DATA PROVIDED =
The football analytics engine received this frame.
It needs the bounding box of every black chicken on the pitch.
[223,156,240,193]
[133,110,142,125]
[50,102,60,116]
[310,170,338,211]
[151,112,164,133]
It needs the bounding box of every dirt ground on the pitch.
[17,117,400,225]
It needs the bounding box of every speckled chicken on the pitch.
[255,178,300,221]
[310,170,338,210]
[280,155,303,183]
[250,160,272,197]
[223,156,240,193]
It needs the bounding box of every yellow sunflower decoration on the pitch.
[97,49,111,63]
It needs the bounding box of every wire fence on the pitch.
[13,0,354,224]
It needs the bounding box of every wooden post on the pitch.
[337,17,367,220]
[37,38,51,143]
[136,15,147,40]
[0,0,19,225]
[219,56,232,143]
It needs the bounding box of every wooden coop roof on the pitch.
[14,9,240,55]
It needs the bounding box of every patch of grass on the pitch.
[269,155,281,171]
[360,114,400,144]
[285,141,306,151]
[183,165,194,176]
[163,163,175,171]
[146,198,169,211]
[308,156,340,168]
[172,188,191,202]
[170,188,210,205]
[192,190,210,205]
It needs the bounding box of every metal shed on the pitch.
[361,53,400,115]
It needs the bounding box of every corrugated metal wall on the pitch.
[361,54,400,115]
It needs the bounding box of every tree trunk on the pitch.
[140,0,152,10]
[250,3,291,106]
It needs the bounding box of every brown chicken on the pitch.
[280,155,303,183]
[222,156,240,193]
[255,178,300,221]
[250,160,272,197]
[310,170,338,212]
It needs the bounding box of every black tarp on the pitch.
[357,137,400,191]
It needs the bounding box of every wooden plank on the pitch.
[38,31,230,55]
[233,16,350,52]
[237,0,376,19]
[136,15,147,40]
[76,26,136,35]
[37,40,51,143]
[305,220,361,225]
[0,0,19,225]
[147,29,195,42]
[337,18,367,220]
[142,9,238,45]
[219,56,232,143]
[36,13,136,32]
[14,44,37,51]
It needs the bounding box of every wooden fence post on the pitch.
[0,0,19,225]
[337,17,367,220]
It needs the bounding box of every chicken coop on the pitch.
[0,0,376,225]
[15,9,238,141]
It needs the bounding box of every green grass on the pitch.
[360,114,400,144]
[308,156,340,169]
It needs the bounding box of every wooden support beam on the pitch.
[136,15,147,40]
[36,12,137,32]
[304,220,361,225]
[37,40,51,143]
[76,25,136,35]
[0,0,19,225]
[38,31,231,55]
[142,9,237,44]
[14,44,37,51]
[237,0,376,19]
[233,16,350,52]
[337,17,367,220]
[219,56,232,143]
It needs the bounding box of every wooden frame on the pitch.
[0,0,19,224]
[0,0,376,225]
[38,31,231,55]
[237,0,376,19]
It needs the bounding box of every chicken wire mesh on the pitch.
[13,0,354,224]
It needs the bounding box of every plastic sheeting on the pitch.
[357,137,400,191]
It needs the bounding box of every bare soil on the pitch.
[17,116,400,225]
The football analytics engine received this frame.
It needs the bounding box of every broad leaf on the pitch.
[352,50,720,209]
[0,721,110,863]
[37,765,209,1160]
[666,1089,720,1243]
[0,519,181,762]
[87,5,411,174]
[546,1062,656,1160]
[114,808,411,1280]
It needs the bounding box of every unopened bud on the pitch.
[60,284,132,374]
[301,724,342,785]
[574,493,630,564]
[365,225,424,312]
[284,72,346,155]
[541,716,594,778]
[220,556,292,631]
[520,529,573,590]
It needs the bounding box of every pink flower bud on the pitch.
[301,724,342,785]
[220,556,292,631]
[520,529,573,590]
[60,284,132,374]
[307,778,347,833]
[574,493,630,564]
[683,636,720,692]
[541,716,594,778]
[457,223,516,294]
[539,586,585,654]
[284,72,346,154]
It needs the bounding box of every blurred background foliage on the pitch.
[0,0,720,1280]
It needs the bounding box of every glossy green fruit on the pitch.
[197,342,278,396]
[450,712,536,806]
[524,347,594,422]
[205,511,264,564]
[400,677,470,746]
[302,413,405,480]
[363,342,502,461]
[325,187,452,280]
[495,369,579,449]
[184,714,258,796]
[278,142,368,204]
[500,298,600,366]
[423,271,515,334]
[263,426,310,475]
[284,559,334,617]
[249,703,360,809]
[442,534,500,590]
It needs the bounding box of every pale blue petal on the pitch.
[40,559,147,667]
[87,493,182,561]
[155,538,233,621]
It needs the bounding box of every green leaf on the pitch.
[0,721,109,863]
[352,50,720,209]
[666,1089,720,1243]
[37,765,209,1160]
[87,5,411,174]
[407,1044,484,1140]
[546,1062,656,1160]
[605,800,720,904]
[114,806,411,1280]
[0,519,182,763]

TASK OBJECTIVE = Reproduce each of the records above verbatim, keeping every line in its original order.

ANSWER TO THIS EXERCISE =
The football analytics engine received this frame.
It needs the bounding box of every black chicken on the pitch.
[223,156,240,193]
[133,110,142,125]
[50,102,60,116]
[310,170,338,211]
[151,112,164,133]
It needs the bounding box of every dirt ground on the pitch.
[17,117,400,225]
It needs the bounding box of every speckled chicken on the pitch.
[255,178,300,221]
[310,170,338,210]
[280,155,303,183]
[250,160,272,197]
[223,156,240,193]
It needs the bounding box of every yellow sunflower decoration on the pitch.
[97,49,111,63]
It needs the bounding box of every wire fence on the pitch.
[13,0,354,224]
It needs the bounding box of every wooden post on the pitch.
[337,17,367,220]
[37,38,51,143]
[136,15,147,40]
[0,0,19,225]
[219,56,232,143]
It needs the bounding box of every wooden coop roof on the pitch.
[14,9,240,55]
It needs the bounding box of every patch of grass on the pitch.
[269,155,281,171]
[360,114,400,144]
[285,141,306,151]
[183,165,194,176]
[163,163,175,171]
[146,198,169,211]
[308,156,340,168]
[172,188,191,202]
[170,188,210,205]
[192,190,210,205]
It needs the bounding box of every metal shed on the pitch.
[361,53,400,115]
It needs the bounding box of every corrugated metal wall on the pitch.
[361,54,400,115]
It needs the bounding box of every tree trunk on the pitch.
[140,0,152,10]
[250,3,291,106]
It needs the bounding box of every brown chicken on the pitch.
[280,155,303,183]
[222,156,240,193]
[255,178,300,221]
[250,160,272,197]
[310,170,338,212]
It needs the bounding box of every black tarp on the pitch.
[357,137,400,191]
It needs the bounding box of every wooden plank on the pitch.
[38,31,230,55]
[233,16,350,52]
[237,0,376,19]
[136,15,147,40]
[76,26,136,35]
[37,40,51,143]
[305,220,361,225]
[0,0,19,225]
[147,29,195,42]
[337,18,367,220]
[142,9,238,45]
[219,56,232,143]
[36,13,136,32]
[14,44,37,51]
It needs the bounding box of every wooden fence post on the pitch.
[0,0,19,225]
[337,17,367,220]
It needs the bounding box of every chicken coop on the pitch.
[0,0,376,225]
[15,9,238,141]
It needs the bounding box of every green grass on the pitch.
[360,114,400,144]
[308,156,340,169]
It needs the bounding box of every wooden support beam on the pitch.
[136,15,147,40]
[36,12,137,32]
[304,220,361,225]
[37,40,51,143]
[76,25,136,35]
[0,0,19,225]
[38,31,231,55]
[142,9,237,44]
[14,44,37,51]
[237,0,376,19]
[233,16,350,52]
[337,17,367,220]
[219,56,232,143]
It needs the bounding box of every wooden frame on the pitch.
[0,0,19,224]
[0,0,376,225]
[38,31,231,55]
[237,0,376,19]
It needs the bounding box of every chicken wire mesh on the pitch.
[13,0,354,224]
It needs the bounding box of every plastic sheeting on the pitch.
[357,137,400,191]
It needs the bounding box of every bare soil on the pitch.
[17,116,400,225]
The football analytics engine received this frame.
It needs the bounding box of every broad leaf on the pitch.
[352,50,720,209]
[0,721,110,863]
[37,765,209,1160]
[666,1089,720,1243]
[0,519,181,762]
[87,5,411,174]
[546,1062,656,1160]
[114,808,411,1280]
It needs the bounding box of every unopened bud on the pitch.
[60,284,132,374]
[301,724,342,785]
[574,493,630,564]
[365,225,424,312]
[284,72,346,155]
[541,716,594,778]
[220,556,292,631]
[520,529,573,590]
It needs the bounding box of every pink flower bud on the pitch.
[301,724,342,785]
[220,556,292,631]
[520,529,573,590]
[60,284,132,374]
[307,778,347,833]
[574,493,630,564]
[683,636,720,692]
[541,716,594,778]
[457,223,516,294]
[539,586,585,654]
[284,72,346,154]
It needs the bounding box of every blurred background foliage on the pitch.
[0,0,720,1280]
It needs the bounding box of every glossy green fruit on the pitch.
[197,342,278,396]
[450,712,536,806]
[524,347,594,422]
[205,511,264,564]
[400,677,470,746]
[302,413,405,480]
[363,342,502,461]
[325,187,452,280]
[495,369,579,449]
[184,714,258,796]
[278,142,368,204]
[500,298,600,366]
[423,271,515,334]
[263,426,310,475]
[284,559,334,617]
[249,703,360,809]
[442,534,500,590]
It needs the bounding box of every pale blue petal on the pitch.
[40,559,147,667]
[87,493,182,561]
[155,538,233,621]
It needs the bounding box of every green leaf on the pitch.
[0,721,109,863]
[352,50,720,209]
[666,1089,720,1243]
[37,765,209,1160]
[87,5,411,174]
[407,1044,484,1140]
[546,1062,656,1160]
[605,800,720,904]
[114,806,411,1280]
[0,519,182,763]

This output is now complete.